GIVEN TASK = Reproduce the stretch of rows from the line that contains "# point at: the house" through the line that contains "# point at: the bromeliad", switching "swimming pool" to "plunge pool" and leaving everything else unchanged.

Named-object pointing records =
^^^^^^^^^^^^^^^^
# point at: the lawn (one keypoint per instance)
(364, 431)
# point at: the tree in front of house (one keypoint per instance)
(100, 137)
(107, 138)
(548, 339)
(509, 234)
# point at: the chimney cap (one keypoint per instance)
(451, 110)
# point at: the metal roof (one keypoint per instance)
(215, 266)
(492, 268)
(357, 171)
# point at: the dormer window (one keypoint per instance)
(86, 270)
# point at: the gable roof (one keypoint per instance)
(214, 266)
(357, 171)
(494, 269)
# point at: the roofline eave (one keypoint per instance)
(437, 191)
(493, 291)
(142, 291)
^^^^^^^^^^^^^^^^
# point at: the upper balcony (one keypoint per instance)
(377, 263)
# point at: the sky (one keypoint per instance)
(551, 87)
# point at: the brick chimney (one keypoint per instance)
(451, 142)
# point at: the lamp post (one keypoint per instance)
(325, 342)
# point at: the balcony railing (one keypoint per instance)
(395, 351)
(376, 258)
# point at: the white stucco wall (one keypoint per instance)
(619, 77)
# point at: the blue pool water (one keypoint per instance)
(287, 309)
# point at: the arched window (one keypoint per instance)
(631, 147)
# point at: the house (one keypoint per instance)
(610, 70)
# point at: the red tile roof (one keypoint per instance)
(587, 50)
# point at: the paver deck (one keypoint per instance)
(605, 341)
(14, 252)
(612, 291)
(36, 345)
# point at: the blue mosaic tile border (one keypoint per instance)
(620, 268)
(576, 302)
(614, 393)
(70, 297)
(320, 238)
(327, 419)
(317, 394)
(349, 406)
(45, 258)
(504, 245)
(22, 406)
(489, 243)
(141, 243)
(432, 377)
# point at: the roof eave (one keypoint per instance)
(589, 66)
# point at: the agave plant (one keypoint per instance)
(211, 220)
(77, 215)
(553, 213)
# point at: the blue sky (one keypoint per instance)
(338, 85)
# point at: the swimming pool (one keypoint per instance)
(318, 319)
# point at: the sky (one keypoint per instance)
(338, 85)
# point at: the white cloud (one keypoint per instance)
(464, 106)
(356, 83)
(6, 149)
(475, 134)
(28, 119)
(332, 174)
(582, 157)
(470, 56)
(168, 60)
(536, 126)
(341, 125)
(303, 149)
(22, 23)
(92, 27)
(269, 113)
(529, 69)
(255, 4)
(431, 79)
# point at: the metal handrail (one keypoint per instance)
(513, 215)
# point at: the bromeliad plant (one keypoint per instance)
^^^^^^^^^^^^^^^^
COMPLETED EXERCISE =
# point at: the house (one keypoint per instance)
(610, 70)
# point at: the red tile roof (one keypoint per instance)
(587, 50)
# point at: the paver deck (one keypoint per instance)
(605, 341)
(14, 252)
(612, 291)
(36, 345)
# point at: the blue mosaic tile border (one keypoint per instance)
(620, 268)
(576, 302)
(614, 393)
(70, 297)
(320, 238)
(327, 419)
(317, 394)
(349, 406)
(45, 258)
(504, 245)
(22, 406)
(489, 243)
(141, 243)
(432, 377)
# point at: the roof eave (one keypoint per instance)
(589, 66)
# point at: the agave plant (one keypoint per instance)
(211, 220)
(77, 215)
(553, 213)
# point at: the blue sky (one keypoint per instance)
(338, 85)
# point at: the plunge pool (one keypoint per instance)
(318, 319)
# point at: the sky (one keypoint per instance)
(338, 85)
# point at: the white cloud (one keypoint per instance)
(464, 106)
(356, 83)
(6, 149)
(475, 134)
(28, 119)
(332, 174)
(582, 157)
(470, 56)
(168, 60)
(536, 126)
(341, 125)
(303, 149)
(22, 23)
(92, 27)
(269, 113)
(529, 69)
(255, 4)
(431, 79)
# point at: the metal handrail (one keypoint per instance)
(513, 215)
# point at: the bromeliad plant (one keypoint per instance)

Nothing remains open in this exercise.